Location identification items

########

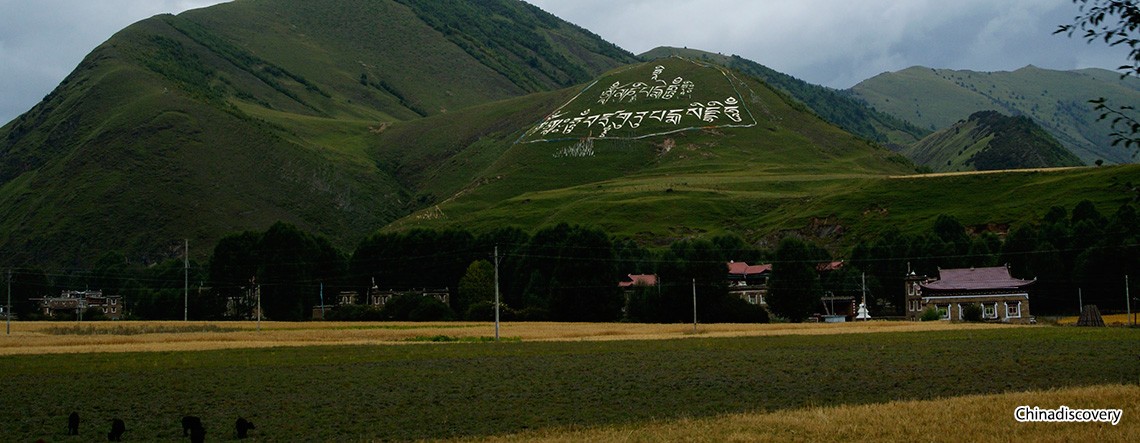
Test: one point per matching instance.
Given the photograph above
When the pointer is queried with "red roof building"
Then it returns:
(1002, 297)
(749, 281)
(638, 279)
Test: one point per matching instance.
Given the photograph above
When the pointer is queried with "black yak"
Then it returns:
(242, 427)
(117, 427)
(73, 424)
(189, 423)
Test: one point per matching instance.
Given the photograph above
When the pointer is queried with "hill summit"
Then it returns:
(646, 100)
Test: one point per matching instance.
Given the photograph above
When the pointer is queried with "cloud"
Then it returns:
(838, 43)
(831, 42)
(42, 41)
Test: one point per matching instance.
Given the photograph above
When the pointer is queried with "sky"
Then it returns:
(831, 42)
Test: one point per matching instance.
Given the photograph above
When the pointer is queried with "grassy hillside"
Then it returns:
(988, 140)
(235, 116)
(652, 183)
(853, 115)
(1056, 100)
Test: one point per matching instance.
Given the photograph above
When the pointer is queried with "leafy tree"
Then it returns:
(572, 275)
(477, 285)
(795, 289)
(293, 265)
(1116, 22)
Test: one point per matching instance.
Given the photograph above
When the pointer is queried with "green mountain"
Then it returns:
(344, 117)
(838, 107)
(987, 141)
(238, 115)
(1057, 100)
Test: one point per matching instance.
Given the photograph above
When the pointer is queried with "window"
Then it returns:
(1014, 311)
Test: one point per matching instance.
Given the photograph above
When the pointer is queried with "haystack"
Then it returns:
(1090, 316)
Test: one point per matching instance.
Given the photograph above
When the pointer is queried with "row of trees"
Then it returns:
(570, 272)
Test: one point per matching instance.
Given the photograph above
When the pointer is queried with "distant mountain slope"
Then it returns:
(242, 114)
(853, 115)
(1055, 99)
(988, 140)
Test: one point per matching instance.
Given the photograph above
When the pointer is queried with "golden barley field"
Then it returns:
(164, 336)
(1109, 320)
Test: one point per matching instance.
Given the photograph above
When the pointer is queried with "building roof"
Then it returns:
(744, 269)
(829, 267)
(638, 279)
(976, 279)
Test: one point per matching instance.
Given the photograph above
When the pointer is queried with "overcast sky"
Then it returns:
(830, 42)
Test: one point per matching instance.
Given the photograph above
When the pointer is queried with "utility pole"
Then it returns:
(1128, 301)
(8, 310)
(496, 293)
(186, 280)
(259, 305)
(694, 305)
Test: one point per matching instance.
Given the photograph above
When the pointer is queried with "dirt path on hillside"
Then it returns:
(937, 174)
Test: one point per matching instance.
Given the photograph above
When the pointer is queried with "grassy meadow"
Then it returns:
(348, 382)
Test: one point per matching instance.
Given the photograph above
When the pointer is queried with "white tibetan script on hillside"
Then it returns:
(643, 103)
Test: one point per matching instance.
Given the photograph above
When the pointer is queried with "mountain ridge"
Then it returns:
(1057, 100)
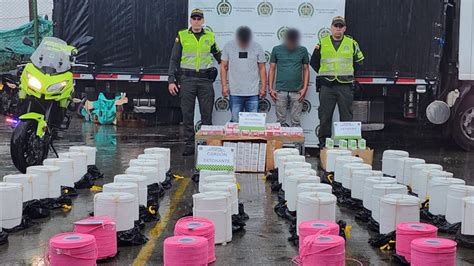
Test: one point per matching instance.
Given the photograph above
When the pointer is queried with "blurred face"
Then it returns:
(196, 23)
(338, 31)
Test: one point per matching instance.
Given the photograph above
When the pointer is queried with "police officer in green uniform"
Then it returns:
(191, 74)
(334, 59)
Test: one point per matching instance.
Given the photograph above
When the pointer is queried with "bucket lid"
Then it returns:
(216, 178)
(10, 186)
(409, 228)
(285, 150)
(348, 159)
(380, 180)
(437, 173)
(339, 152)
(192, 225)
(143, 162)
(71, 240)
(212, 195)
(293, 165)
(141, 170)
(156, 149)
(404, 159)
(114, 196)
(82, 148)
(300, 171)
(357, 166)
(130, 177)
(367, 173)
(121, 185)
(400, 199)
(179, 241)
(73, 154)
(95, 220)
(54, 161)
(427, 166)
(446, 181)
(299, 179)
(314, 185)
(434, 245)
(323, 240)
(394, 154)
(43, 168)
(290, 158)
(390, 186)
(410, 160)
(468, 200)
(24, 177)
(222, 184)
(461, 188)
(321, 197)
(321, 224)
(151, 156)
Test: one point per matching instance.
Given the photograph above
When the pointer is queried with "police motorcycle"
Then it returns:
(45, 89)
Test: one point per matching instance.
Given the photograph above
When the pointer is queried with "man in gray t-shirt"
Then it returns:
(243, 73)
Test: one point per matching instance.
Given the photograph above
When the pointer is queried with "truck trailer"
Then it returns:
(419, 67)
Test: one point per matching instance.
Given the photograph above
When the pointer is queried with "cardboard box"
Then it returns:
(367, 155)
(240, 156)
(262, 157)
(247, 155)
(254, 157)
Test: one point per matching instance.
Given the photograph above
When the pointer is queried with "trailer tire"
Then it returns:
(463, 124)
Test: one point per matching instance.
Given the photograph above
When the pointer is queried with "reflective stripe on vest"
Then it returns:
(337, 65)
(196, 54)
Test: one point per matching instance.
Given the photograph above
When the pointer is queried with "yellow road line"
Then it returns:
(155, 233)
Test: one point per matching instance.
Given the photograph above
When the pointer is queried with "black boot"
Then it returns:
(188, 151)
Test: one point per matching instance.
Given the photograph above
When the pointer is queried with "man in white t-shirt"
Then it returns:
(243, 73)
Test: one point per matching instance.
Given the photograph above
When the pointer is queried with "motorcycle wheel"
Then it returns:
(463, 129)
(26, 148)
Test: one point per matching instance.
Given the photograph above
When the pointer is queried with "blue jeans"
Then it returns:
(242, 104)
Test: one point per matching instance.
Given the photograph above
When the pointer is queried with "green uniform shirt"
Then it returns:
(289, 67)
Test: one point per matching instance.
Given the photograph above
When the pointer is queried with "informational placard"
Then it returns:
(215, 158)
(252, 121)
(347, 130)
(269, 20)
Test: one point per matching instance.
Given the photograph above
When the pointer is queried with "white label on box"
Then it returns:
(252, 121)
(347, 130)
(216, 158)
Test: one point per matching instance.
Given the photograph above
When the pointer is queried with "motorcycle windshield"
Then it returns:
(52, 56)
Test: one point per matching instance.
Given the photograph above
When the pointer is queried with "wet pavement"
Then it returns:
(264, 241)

########

# TASK TO COMPLETE
Write out the full set of lines verbatim, without the pictures.

# WRITTEN REPLY
Test: one point per matching instance.
Given the photograph above
When the pointer is queried with "red roof building"
Then it returns:
(1002, 297)
(749, 281)
(638, 279)
Test: one point per matching instance.
Given the photograph above
When the pointer is queried with "black yak"
Then it returns:
(242, 427)
(117, 427)
(73, 424)
(189, 423)
Test: one point per matching instance.
Given the photograph above
When the pointer is queried with "hill summit"
Then it returns:
(646, 100)
Test: one point per matching instance.
Given the photograph above
When the pointer is queried with "cloud"
Then it returns:
(838, 43)
(831, 42)
(42, 41)
Test: one point per matching instance.
Given the photograph above
When the pointer is queried with "sky"
Then it returns:
(831, 42)
Test: one point per matching instance.
Given the photograph above
When the pointer is queried with "grassy hillside"
Then it returns:
(988, 140)
(235, 116)
(652, 183)
(853, 115)
(1056, 100)
Test: one point per matching instance.
Given the photograph above
When the pointer is queried with "leafy tree"
Then it returns:
(572, 275)
(477, 285)
(795, 289)
(293, 265)
(1116, 22)
Test: one point per matching instance.
Given the photograph above
When the pointer is queried with "green mountain"
Then it returns:
(344, 117)
(838, 107)
(987, 141)
(238, 115)
(1057, 100)
Test: one point per matching instance.
Given the photograph above
When the pointer is queried with "window"
Then it returns:
(1014, 311)
Test: one point per matching instance.
Given the photograph above
When the pointer is queried with "haystack"
Then it returns:
(1090, 316)
Test: one point per matching instance.
Given the photograph above
When the pointer is queried with "row of trees"
Then it returns:
(570, 272)
Test: one point per matching instance.
Given the photograph above
When the pointer is queried with "distant mountain slope"
Then it returns:
(242, 114)
(853, 115)
(1055, 99)
(988, 140)
Test: one point per matching instance.
Given the photograph above
When the pointer is queried with "golden barley field"
Then it returns:
(164, 336)
(1109, 320)
Test: one point per matching instance.
Given the photograph above
When the pointer is queried with "building roof"
Then it returns:
(744, 269)
(829, 267)
(638, 279)
(976, 279)
Test: one point per matching instance.
Given the photograph above
When the pointer is queried with "overcast sky"
Then it returns:
(830, 42)
Test: one point per matching instance.
Given the photograph above
When the pointer is queried with "utility pole"
Then it returns:
(1128, 301)
(8, 310)
(496, 293)
(186, 280)
(259, 305)
(694, 305)
Test: one point per matching instance.
Given the photograph above
When the pointer is queried with "dirt path on hillside"
Then it returns:
(937, 174)
Test: one point per matching instance.
Given the photograph above
When the pointer is queried with "grassy meadow"
Then it returns:
(348, 382)
Test: one point per matching instance.
Given the photograph above
When the pointer is queried with "white tibetan script on hillside"
Then it returns:
(643, 103)
Test: one point per matching instance.
Given the photograph above
When the pointer is queried with "mountain ridge"
Then it returns:
(1057, 100)
Test: one point per matching instance.
Given the photograph above
When the pointer is queried with "blurred face"
Then it returns:
(196, 23)
(338, 31)
Test: one point per matching instance.
Given the photograph above
When the pointer is queried with "police officer in green uniform"
Then it returns:
(191, 74)
(334, 59)
Test: one point per matching instance.
Given the photograph above
When the pointer is queried with "bucket lid"
Then it returns:
(216, 178)
(10, 186)
(409, 228)
(285, 150)
(348, 159)
(380, 180)
(437, 173)
(339, 152)
(192, 225)
(143, 162)
(71, 240)
(212, 195)
(293, 165)
(141, 170)
(156, 149)
(404, 159)
(114, 196)
(82, 148)
(300, 171)
(357, 166)
(130, 177)
(367, 173)
(121, 185)
(400, 199)
(179, 241)
(73, 154)
(95, 220)
(54, 161)
(427, 166)
(446, 181)
(299, 179)
(314, 185)
(434, 245)
(323, 240)
(394, 154)
(43, 168)
(290, 158)
(390, 186)
(410, 160)
(468, 200)
(24, 177)
(222, 184)
(461, 188)
(321, 197)
(321, 224)
(151, 156)
Test: one point per matching instance.
Given the photograph above
When the pointer is queried with "police motorcycle"
Then it returns:
(45, 89)
Test: one point per matching instance.
Given the photograph above
When the pointer is queried with "man in gray t-shirt"
Then it returns:
(243, 73)
Test: one point per matching instance.
Given the photograph above
When the pointer is queried with "truck trailer"
Then it returns:
(419, 67)
Test: one point per matching instance.
Given the photograph above
When the pointer is queried with "cardboard box"
Then it returns:
(367, 155)
(240, 156)
(262, 157)
(247, 155)
(254, 157)
Test: one point per matching instance.
Given the photograph above
When the pointer is queried with "trailer tire"
Then it returns:
(463, 124)
Test: one point per matching instance.
Given the photograph above
When the pointer is queried with "reflective stripe on vest"
Then it returns:
(337, 65)
(196, 54)
Test: one point per matching instance.
Given the photograph above
When the pointer is queried with "yellow road line"
Then it returns:
(155, 233)
Test: one point per matching instance.
Given the photograph above
When the pointer is queried with "black boot"
Then it returns:
(188, 151)
Test: one point per matching instance.
Given the photograph above
When the pointer is queried with "man in white t-shirt"
Then it returns:
(243, 73)
Test: one point per matching instance.
Given the photograph above
When the pointer is queried with "motorcycle wheel"
Then it returns:
(463, 129)
(26, 148)
Test: one point per matching instance.
Given the photograph above
When the pointer is queried with "blue jeans"
Then it returns:
(242, 104)
Test: one point per matching instance.
Given the photograph above
When the pointer is queried with "green uniform shirt"
Then it returns:
(289, 67)
Test: one point per matching instance.
Given the photograph above
When the pointer is queried with "informational placard"
Then it returns:
(215, 158)
(252, 121)
(347, 130)
(269, 20)
Test: one point per matching instance.
Given the photograph above
When the pointer is queried with "white label on box"
Then it returns:
(252, 121)
(347, 130)
(216, 158)
Test: one point per matching instance.
Given the photograph above
When the pointer is queried with "motorcycle windshield"
Then it returns:
(52, 56)
Test: one point per matching instance.
Given the photograph above
When the pointer is queried with "wet pavement"
Then it returns:
(264, 241)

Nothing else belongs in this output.